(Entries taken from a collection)
:::

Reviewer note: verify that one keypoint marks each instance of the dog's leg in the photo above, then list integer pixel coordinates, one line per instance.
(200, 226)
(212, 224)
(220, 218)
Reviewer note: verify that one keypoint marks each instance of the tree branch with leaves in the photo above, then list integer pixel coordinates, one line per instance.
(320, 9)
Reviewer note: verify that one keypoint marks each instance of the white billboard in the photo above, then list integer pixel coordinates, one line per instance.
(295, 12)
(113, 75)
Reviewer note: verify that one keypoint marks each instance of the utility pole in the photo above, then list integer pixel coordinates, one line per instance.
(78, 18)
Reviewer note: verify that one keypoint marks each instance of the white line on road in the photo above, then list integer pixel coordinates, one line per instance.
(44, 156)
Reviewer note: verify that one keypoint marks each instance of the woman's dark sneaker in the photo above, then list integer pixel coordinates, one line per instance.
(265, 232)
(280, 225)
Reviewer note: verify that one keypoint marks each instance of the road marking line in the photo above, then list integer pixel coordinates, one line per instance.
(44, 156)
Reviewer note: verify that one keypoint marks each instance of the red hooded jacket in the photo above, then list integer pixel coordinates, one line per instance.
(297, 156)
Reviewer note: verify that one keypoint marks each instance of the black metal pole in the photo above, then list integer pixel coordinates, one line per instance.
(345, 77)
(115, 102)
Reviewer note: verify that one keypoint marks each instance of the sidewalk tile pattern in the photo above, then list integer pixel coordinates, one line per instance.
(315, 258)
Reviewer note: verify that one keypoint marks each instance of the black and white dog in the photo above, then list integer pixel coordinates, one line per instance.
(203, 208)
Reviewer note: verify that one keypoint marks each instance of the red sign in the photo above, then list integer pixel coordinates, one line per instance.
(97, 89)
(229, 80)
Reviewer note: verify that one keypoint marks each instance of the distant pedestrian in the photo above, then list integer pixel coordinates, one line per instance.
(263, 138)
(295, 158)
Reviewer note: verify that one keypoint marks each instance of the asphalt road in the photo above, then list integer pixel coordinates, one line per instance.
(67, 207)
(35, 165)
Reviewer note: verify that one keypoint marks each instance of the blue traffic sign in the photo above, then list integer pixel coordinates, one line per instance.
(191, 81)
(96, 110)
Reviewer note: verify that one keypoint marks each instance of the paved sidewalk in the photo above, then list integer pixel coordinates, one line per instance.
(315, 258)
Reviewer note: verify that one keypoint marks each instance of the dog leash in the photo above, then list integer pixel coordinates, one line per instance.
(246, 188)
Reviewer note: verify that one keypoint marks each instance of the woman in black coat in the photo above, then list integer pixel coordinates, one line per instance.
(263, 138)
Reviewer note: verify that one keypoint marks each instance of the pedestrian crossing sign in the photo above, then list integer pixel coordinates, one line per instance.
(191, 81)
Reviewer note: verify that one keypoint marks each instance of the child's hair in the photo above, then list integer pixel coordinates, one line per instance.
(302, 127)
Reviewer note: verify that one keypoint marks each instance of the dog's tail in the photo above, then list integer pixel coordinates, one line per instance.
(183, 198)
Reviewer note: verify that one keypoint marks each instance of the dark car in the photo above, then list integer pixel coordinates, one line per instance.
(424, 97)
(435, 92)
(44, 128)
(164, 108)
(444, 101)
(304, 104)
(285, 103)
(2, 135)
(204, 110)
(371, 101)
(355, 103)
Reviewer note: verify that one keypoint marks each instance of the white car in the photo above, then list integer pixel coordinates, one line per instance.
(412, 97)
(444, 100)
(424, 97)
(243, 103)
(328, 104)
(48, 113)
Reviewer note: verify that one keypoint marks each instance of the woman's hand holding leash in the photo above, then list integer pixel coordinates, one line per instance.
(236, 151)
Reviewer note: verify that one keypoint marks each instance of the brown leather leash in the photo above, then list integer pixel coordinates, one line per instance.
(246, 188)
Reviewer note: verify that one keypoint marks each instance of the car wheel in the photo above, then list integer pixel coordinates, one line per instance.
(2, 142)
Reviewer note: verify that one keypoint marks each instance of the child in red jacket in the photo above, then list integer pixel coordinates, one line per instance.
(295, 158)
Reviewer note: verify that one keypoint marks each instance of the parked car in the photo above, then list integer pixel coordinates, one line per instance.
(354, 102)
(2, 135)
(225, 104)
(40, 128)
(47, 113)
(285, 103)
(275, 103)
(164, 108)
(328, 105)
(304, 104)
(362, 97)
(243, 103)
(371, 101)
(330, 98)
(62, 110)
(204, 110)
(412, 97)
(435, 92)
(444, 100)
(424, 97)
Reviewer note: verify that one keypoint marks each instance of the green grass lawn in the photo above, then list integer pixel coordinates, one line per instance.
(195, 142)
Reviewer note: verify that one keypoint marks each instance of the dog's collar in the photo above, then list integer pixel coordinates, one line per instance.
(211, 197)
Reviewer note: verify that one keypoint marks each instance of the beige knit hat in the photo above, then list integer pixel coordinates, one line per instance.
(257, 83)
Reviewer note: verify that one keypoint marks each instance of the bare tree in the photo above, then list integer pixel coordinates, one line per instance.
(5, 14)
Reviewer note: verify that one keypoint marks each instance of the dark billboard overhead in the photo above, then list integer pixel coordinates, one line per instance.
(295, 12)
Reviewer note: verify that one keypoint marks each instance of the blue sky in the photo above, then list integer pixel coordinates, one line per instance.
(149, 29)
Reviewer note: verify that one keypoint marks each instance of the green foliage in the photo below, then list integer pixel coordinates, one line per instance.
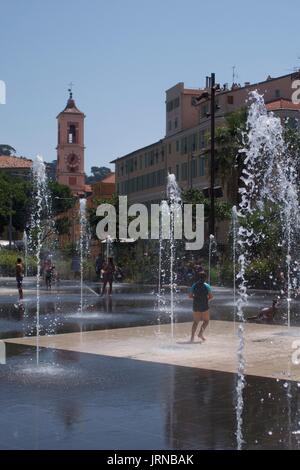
(98, 174)
(8, 259)
(229, 141)
(61, 196)
(195, 196)
(14, 198)
(62, 225)
(94, 219)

:::

Transcribe the entries above verbatim, omitting their pictures.

Reviewer note: verify that one keypoint marks each instance of the dog's leg in the photo above, then list integer pixel coordinates, one line per instance.
(200, 226)
(212, 224)
(220, 218)
Reviewer note: verify that one keypoint marks each instance of the tree branch with leaves in the photo above, then list integer pixel coordinates, one line per instance.
(320, 9)
Reviewer note: verify that one keypoint marks each instance of the white billboard in the photo above, then list integer pixel coordinates, one line per instance.
(295, 12)
(113, 75)
Reviewer note: verify that one keypoint marks each instance of the utility pole in the photo above, then list integer pixel coordinates, one line per instance.
(78, 18)
Reviewer note: verify that one keypoint marks each instance of the white line on road in the photo above, then list integer pixel coordinates, one line per instance.
(44, 156)
Reviewer note: verify that one keypoint marks each instance of the woman's dark sneaker in the photo above, then list integer pixel coordinates, one line per instance.
(265, 232)
(280, 225)
Reviewer note: verify that one keypoint marks each instance of the road marking line in the photo above, then list integer pixel coordinates, one line per instance.
(44, 156)
Reviewer note: verify that one keypoint marks each instance of the red hooded jacket in the photo above, then list integer pixel coordinates, one line per instance.
(297, 156)
Reviewer note: verify that one keypoint marks each instance of the black metal pole in the photo above, then list integer pixel coordinates, one line per instance.
(345, 77)
(115, 102)
Reviewer note: verify that one keypoint marks each instance of the sidewalk tile pattern in the photo above, then list integer pixel coordinates, one line per instance.
(315, 258)
Reviewer note: verify that one keypoint marks each instance of the black and white dog in the photo above, then list integer pixel coordinates, one line per instance.
(203, 208)
Reviewer note: verify that one keypoint marks each instance of the red sign in the photo above, then list integer pixel coordinates, one line per instance.
(97, 89)
(229, 80)
Reviewer note: verify that one keypoint marks each instance of the distant pedestrian in the photo above, then list integer pixel coordinates, one line per instance.
(263, 138)
(295, 158)
Reviewer note: verify that one keypoint marks each instance of the asphalt road in the photo above, then list integer pixel coordinates, one line per instance.
(67, 207)
(35, 165)
Reviewer note: verify that one keypoint marks each instance of the blue traffic sign in the photo above, then list integer pixel coordinates, one line per instance.
(191, 81)
(96, 110)
Reviewer note: verify that one keypoint marks each instance of the paved sidewalk in the photo above, then list integer pixel coordinates, one line per instance.
(315, 258)
Reviewer note: verify that one keypoint marks each instance of the dog leash in the photo above, then list integer pixel coordinates, one line per instance.
(246, 188)
Reviewer note: verify that one keypoint marks each instance of the woman in black coat in the photo above, then list integer pixel coordinates, one line per instance.
(263, 138)
Reviewer note: verify that one keypoint marks each instance of the pedestrian crossing sign in the photo above, then list integer pixel coordinates, one line per instance.
(191, 81)
Reviewer note: verify that one keypoint marks each instance of the child's hair in the photo above, then list integer pixel coordinates, one line per instance.
(302, 127)
Reviewer note: verify that one keypoint marks each instance of the dog's tail in the photo above, then list integer pixel coordinates, one line per instance.
(183, 198)
Reviewer note: verify that one keypoint marks each instance of the dark car in the photo above, then list integer pixel coordinates, one line per instance.
(424, 97)
(435, 92)
(44, 128)
(164, 108)
(444, 101)
(304, 104)
(285, 103)
(2, 135)
(204, 110)
(371, 101)
(355, 103)
Reviewer note: verify that one keypoint marks each instance of the white car in the photo above, then list integer pixel coordinates, one line per instance.
(412, 97)
(444, 100)
(424, 97)
(243, 103)
(328, 104)
(48, 113)
Reviewer note: verify that one keypoint marks each instance of the woman's hand holding leash in the photo above, then list integer pixel coordinates, one line per instance.
(236, 151)
Reviewer note: verify that one keypoint marks each instance of the brown leather leash in the photo above, then list integer pixel coordinates, one line per instance.
(246, 188)
Reviewer note: verify that one keypoint marks each instance of the car wheel in the photo above, then list integer pixel coordinates, one line per instance.
(2, 142)
Reviewer note: verify that one keypoint marks each instance of the child in red jacket in the photo above, then list integer pixel coordinates, one line per instance.
(295, 158)
Reviewer note: verify that one keypoint marks each instance of the parked car in the photo above, then list integer pixel coordinates, one line per instance.
(354, 102)
(2, 135)
(225, 104)
(40, 128)
(47, 113)
(285, 103)
(275, 103)
(164, 108)
(328, 105)
(304, 104)
(362, 97)
(243, 103)
(371, 101)
(330, 98)
(62, 110)
(204, 110)
(412, 97)
(435, 92)
(444, 100)
(424, 97)
Reviewer note: verify that one keypoint marks each instance of the green grass lawn in the photo above, then list integer pixel coordinates, one line per instance.
(195, 142)
Reviewer note: verify that one keypoint marks each instance of the dog's collar in the photo above, then list integer pixel coordinates, one line per instance.
(211, 197)
Reviewer note: verify that one keypoint marks each instance of the beige knit hat in the photo above, then list integer pixel coordinates, one line per instance.
(257, 83)
Reviewer note: verify that one keypoint marks each instance of the bare tree in the photo above, then list integer pixel coordinates, one line per instance.
(5, 14)
Reviewer note: verify that one keypoint marks each instance of the dark billboard overhead in the photo above, then list integer pixel coordinates, one line per instance.
(295, 12)
Reviewer note: verify that one keypoint marks each instance of the blue sky in the photo above, then list integer pixel coordinates, one line per instance.
(149, 29)
Reviewer note: verify that one keypoint marks each instance of the green foliage in the photo below, then list integer pixel coordinates, one line per instance.
(98, 174)
(8, 259)
(229, 141)
(61, 196)
(195, 196)
(14, 198)
(62, 225)
(94, 219)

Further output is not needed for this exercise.